Records from a collection ->
#####

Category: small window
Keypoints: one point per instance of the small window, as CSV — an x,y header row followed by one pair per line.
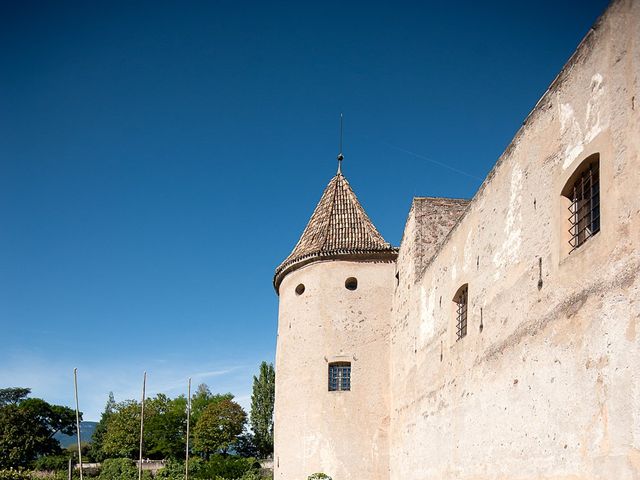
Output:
x,y
351,283
583,192
339,376
461,300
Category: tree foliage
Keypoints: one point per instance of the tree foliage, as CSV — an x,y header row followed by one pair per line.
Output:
x,y
121,438
13,395
218,427
96,451
27,426
262,402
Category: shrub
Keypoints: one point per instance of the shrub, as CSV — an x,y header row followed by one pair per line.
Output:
x,y
121,469
52,463
228,467
11,474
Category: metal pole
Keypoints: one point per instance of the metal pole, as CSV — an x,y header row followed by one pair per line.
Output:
x,y
75,384
144,384
186,463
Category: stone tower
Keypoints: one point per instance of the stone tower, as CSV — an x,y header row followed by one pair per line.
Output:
x,y
332,359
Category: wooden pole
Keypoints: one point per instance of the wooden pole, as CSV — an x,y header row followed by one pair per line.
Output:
x,y
75,384
186,463
144,385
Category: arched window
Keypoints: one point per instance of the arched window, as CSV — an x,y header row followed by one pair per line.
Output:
x,y
583,192
339,376
461,299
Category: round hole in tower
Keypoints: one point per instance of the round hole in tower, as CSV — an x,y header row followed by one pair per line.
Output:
x,y
351,283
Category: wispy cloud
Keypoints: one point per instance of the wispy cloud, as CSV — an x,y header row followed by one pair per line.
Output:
x,y
53,379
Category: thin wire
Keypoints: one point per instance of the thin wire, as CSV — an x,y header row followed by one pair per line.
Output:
x,y
75,385
341,132
422,157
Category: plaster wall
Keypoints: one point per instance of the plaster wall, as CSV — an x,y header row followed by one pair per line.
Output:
x,y
343,434
546,384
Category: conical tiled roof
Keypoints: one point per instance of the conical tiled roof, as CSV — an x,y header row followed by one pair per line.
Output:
x,y
339,228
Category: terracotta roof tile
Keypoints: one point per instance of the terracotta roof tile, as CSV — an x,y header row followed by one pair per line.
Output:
x,y
338,228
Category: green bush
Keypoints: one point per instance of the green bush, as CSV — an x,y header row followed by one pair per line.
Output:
x,y
121,469
52,463
11,474
227,467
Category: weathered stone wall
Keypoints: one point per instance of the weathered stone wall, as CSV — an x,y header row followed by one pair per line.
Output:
x,y
546,384
343,434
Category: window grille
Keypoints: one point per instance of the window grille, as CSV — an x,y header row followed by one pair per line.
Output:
x,y
461,300
339,376
584,219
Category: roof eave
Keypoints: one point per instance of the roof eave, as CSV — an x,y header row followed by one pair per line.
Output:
x,y
285,268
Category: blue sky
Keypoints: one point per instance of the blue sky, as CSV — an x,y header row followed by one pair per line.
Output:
x,y
158,160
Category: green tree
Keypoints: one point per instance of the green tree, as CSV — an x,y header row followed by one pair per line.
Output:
x,y
202,398
218,427
27,426
13,395
165,427
262,401
122,435
97,439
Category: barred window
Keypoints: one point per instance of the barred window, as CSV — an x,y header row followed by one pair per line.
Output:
x,y
339,376
461,300
583,192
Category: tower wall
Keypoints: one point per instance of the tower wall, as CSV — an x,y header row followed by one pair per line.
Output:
x,y
545,385
342,434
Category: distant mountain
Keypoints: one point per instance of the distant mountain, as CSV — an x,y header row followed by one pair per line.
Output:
x,y
86,432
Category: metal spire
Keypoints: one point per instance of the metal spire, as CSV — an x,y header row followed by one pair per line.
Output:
x,y
340,156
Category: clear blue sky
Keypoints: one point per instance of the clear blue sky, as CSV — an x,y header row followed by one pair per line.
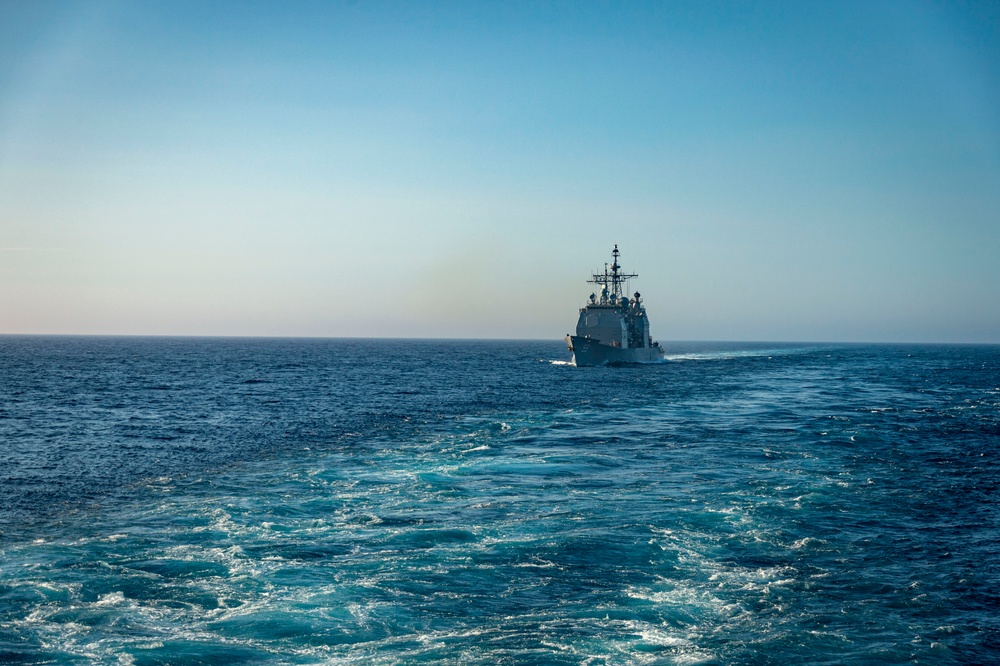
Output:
x,y
773,171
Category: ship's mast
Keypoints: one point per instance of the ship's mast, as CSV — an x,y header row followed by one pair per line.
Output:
x,y
614,280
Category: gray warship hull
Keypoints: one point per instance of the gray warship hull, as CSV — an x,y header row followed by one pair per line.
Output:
x,y
590,352
613,328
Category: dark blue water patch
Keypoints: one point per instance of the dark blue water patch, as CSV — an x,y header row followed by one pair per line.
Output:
x,y
443,502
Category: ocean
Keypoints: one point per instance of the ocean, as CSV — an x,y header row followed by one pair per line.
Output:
x,y
307,501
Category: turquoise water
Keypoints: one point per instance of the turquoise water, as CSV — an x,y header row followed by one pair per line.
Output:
x,y
383,502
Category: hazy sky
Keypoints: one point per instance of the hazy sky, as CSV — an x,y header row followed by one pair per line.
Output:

#####

WHAT NEEDS TO BE DONE -> State how many lines in the entries above hold the word "barred", with no further text.

EXPECTED OUTPUT -> 2